Referring expression pointing data:

╔══

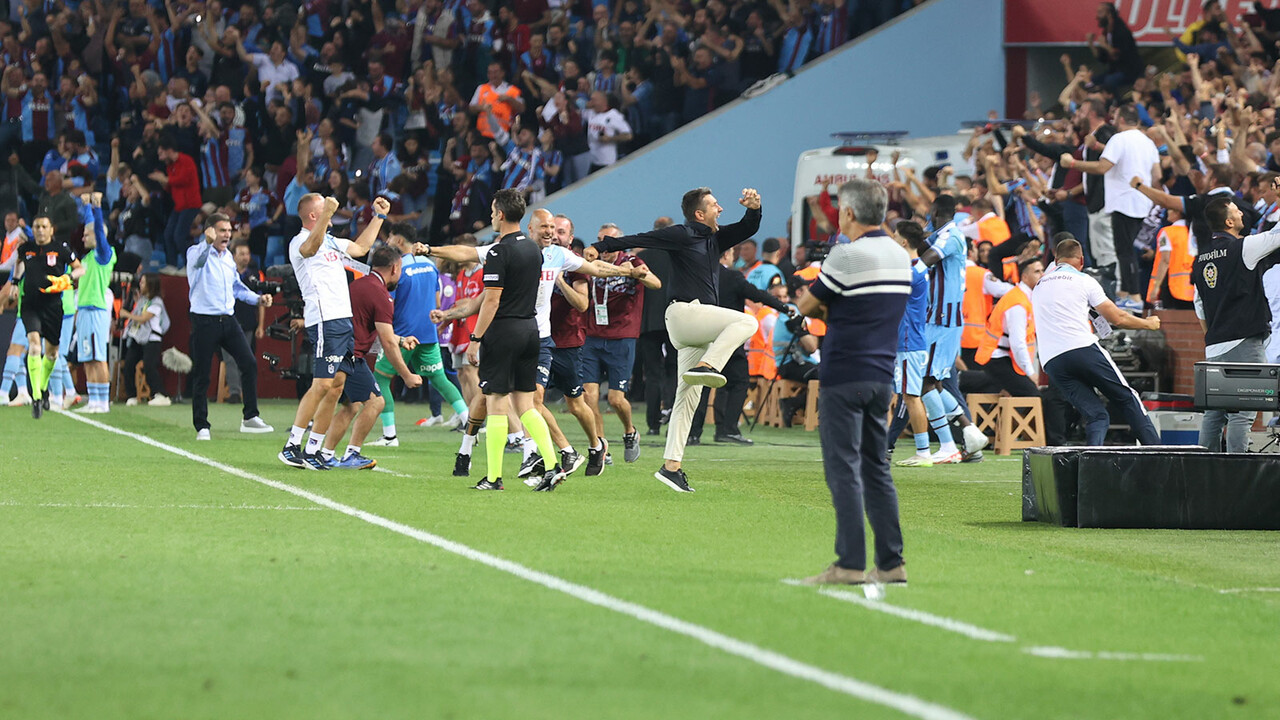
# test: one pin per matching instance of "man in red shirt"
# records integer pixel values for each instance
(613, 314)
(182, 181)
(371, 311)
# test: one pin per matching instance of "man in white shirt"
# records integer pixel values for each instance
(1128, 154)
(606, 130)
(1070, 354)
(318, 260)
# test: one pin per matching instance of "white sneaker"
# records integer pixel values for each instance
(255, 424)
(945, 458)
(974, 440)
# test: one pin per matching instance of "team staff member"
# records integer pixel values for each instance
(1070, 354)
(734, 291)
(371, 317)
(42, 268)
(507, 336)
(1008, 350)
(704, 336)
(862, 290)
(316, 258)
(1233, 309)
(215, 286)
(609, 352)
(92, 315)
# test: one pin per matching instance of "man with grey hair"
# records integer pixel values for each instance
(703, 335)
(862, 294)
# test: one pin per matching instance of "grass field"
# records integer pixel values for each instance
(142, 583)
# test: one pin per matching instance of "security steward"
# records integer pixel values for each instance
(1233, 309)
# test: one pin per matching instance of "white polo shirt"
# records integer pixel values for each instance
(1133, 155)
(323, 278)
(1061, 304)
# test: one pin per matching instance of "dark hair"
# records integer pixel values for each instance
(384, 256)
(152, 285)
(693, 203)
(405, 229)
(1069, 247)
(511, 204)
(1216, 213)
(914, 235)
(1027, 263)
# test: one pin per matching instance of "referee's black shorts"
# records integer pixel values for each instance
(508, 358)
(44, 315)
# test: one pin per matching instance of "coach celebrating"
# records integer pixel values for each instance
(703, 335)
(1233, 309)
(1070, 354)
(862, 292)
(215, 286)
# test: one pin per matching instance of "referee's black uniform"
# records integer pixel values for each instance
(508, 351)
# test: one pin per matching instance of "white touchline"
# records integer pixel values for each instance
(919, 616)
(126, 506)
(977, 633)
(903, 702)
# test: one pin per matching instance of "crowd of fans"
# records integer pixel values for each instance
(178, 109)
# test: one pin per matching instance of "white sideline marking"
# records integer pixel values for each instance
(992, 636)
(903, 702)
(1063, 654)
(918, 615)
(126, 506)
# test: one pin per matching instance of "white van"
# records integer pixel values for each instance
(830, 167)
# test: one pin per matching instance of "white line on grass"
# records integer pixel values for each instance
(903, 702)
(977, 633)
(126, 506)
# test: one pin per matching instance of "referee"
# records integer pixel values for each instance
(1233, 309)
(1070, 354)
(704, 336)
(506, 336)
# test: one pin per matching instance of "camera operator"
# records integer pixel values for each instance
(862, 290)
(1233, 309)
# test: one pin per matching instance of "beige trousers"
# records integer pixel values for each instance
(700, 333)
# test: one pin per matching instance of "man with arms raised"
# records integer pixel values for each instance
(318, 260)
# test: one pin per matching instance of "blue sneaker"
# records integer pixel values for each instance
(292, 456)
(352, 461)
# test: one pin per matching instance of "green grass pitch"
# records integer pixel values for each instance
(136, 583)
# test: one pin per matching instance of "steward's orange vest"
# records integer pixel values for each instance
(1179, 264)
(993, 229)
(759, 349)
(996, 328)
(977, 306)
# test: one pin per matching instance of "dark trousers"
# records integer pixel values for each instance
(728, 401)
(1125, 229)
(1077, 373)
(1001, 370)
(210, 333)
(177, 236)
(150, 355)
(856, 468)
(658, 359)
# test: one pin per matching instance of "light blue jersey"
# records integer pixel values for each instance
(947, 278)
(415, 297)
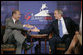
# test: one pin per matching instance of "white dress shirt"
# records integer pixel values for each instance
(63, 26)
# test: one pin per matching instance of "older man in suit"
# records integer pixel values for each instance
(13, 31)
(63, 28)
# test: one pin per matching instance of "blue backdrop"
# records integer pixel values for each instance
(29, 8)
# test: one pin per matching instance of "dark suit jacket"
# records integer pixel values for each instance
(70, 25)
(10, 26)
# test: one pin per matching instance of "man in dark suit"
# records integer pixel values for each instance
(63, 28)
(13, 32)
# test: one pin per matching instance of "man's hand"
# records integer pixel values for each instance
(28, 26)
(35, 29)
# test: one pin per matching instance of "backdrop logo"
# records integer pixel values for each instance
(27, 16)
(42, 11)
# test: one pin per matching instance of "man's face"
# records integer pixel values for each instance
(17, 15)
(57, 15)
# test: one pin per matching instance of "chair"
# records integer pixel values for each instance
(60, 47)
(9, 47)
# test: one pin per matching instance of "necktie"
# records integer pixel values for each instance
(60, 29)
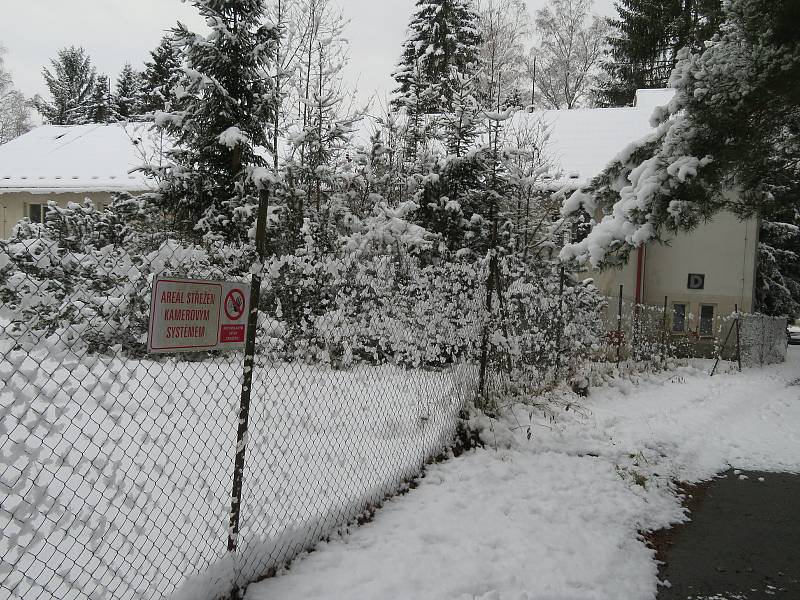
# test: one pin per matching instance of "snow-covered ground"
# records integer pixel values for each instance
(558, 516)
(116, 474)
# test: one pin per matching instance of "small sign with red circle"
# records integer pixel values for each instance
(191, 315)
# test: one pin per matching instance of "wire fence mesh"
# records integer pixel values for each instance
(654, 334)
(117, 467)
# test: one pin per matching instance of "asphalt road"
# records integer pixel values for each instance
(743, 542)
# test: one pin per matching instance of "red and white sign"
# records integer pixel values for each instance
(191, 315)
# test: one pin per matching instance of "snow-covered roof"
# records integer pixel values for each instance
(77, 158)
(582, 141)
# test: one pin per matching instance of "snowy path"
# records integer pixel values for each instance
(556, 517)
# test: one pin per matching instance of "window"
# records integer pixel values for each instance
(706, 320)
(35, 213)
(678, 318)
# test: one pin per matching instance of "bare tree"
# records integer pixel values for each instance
(505, 28)
(571, 44)
(14, 109)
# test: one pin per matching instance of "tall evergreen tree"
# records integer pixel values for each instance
(14, 109)
(127, 96)
(443, 41)
(645, 41)
(71, 83)
(734, 124)
(159, 78)
(101, 108)
(219, 131)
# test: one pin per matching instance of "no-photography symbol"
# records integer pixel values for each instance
(234, 304)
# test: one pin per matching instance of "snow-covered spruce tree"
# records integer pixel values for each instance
(443, 41)
(127, 93)
(14, 112)
(71, 83)
(451, 199)
(78, 281)
(644, 42)
(504, 27)
(778, 276)
(159, 78)
(729, 140)
(220, 128)
(101, 107)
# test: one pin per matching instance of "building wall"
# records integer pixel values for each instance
(723, 249)
(16, 205)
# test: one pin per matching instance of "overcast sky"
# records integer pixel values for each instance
(116, 31)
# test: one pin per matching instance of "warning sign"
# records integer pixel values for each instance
(189, 315)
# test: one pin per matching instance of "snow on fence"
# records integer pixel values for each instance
(646, 333)
(118, 465)
(762, 340)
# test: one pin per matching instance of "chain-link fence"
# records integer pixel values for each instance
(130, 475)
(122, 470)
(118, 465)
(647, 333)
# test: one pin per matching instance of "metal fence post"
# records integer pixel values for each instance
(247, 380)
(664, 333)
(560, 329)
(619, 326)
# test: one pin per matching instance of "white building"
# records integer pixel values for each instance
(70, 164)
(702, 274)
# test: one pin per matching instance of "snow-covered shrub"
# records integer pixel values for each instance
(82, 279)
(372, 308)
(543, 330)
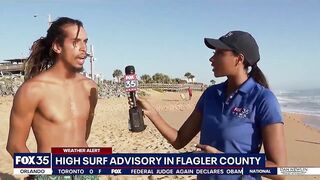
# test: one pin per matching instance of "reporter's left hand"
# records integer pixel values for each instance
(207, 148)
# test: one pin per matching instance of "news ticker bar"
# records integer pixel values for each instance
(101, 161)
(288, 171)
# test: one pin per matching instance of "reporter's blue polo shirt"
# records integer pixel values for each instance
(233, 124)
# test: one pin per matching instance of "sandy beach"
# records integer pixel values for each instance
(110, 129)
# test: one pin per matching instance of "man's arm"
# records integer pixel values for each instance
(24, 106)
(93, 98)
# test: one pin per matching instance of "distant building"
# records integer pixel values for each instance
(12, 66)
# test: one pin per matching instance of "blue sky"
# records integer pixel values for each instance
(167, 36)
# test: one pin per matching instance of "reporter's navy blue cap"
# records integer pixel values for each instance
(238, 41)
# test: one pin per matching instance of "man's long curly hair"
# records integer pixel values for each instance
(42, 56)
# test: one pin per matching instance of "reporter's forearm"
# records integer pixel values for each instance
(164, 128)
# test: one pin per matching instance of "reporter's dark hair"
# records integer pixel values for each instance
(257, 75)
(42, 56)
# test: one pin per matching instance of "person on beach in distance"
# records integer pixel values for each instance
(55, 99)
(190, 92)
(237, 116)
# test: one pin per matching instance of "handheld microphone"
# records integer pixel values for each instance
(136, 123)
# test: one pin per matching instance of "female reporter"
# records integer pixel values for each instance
(237, 116)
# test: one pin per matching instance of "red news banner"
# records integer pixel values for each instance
(77, 150)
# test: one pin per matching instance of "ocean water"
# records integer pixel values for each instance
(305, 102)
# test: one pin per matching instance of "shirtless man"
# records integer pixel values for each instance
(55, 100)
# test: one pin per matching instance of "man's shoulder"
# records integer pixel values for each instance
(30, 90)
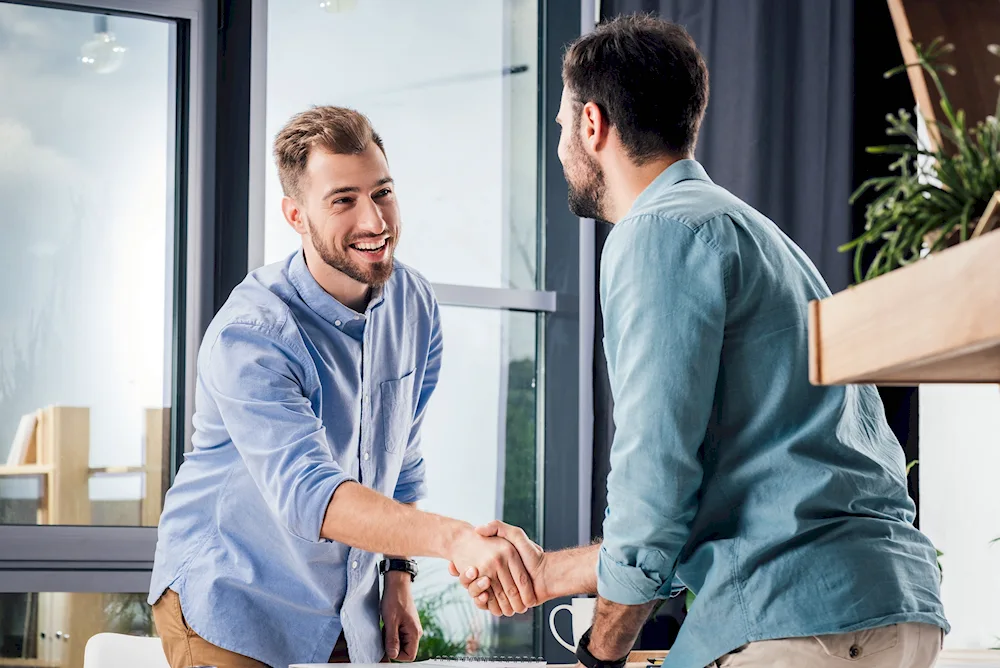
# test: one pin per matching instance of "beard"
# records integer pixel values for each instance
(374, 275)
(586, 193)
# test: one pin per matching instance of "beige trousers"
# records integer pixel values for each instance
(185, 648)
(896, 646)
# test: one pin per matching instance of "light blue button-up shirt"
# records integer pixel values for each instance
(783, 506)
(296, 394)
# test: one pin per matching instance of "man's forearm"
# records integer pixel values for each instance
(570, 572)
(616, 628)
(367, 520)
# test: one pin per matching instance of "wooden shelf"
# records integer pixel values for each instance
(935, 321)
(29, 663)
(25, 470)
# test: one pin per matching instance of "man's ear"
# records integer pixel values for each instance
(594, 126)
(293, 215)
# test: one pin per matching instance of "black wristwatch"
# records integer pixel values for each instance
(584, 656)
(404, 565)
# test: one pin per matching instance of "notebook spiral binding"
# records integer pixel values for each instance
(488, 659)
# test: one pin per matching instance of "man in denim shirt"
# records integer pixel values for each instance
(783, 506)
(313, 381)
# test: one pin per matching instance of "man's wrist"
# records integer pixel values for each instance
(568, 573)
(453, 533)
(398, 579)
(602, 650)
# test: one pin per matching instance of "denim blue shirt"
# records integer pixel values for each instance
(783, 506)
(296, 394)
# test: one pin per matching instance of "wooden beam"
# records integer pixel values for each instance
(935, 321)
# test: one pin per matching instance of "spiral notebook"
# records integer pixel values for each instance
(484, 662)
(458, 662)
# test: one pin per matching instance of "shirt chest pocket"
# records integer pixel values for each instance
(397, 411)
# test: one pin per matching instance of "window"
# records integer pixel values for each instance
(102, 175)
(52, 628)
(88, 237)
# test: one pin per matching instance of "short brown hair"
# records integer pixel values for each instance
(335, 129)
(648, 79)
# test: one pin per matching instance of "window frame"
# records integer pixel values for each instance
(119, 559)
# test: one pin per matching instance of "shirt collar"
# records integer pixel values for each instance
(682, 170)
(320, 301)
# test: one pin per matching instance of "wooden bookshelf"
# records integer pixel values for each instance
(59, 454)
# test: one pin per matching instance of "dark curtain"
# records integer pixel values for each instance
(777, 134)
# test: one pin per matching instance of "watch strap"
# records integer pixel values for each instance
(584, 656)
(404, 565)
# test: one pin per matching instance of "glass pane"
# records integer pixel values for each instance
(456, 103)
(86, 247)
(52, 628)
(480, 447)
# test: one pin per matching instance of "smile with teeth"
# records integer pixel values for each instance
(370, 246)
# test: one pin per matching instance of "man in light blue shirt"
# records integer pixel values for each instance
(313, 381)
(783, 506)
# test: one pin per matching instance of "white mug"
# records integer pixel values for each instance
(582, 614)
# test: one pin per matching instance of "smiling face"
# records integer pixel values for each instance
(340, 198)
(349, 215)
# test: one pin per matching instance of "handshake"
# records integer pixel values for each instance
(502, 569)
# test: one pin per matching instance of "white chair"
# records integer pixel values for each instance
(113, 650)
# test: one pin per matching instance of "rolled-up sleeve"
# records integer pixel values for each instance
(257, 382)
(663, 293)
(411, 486)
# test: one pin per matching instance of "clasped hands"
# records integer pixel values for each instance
(502, 569)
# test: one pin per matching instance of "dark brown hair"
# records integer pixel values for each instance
(649, 80)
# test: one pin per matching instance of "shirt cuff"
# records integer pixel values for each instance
(317, 501)
(627, 585)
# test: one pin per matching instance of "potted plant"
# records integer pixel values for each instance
(936, 194)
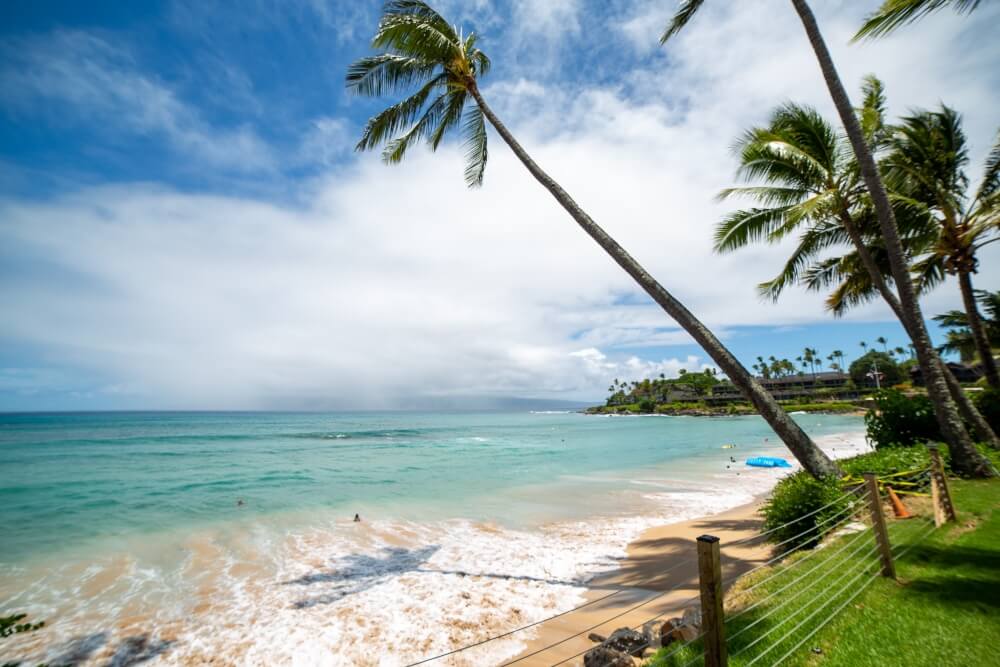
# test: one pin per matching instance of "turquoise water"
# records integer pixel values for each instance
(72, 480)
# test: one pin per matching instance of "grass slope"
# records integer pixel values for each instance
(945, 609)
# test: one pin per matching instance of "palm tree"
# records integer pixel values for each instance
(809, 181)
(416, 47)
(965, 458)
(959, 336)
(926, 166)
(896, 13)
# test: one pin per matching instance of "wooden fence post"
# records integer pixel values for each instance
(878, 526)
(944, 510)
(712, 614)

╚══

ACTIVITY: Reproduce every line above containing "wooden".

ANSWER FOR THIS EXERCISE:
# test: one pin per matching instance of "wooden shelf"
# test: one pin per matching instance of "wooden beam"
# test: one pin per matching instance of "wooden bookshelf"
# test: one pin per matching instance of "wooden fence post"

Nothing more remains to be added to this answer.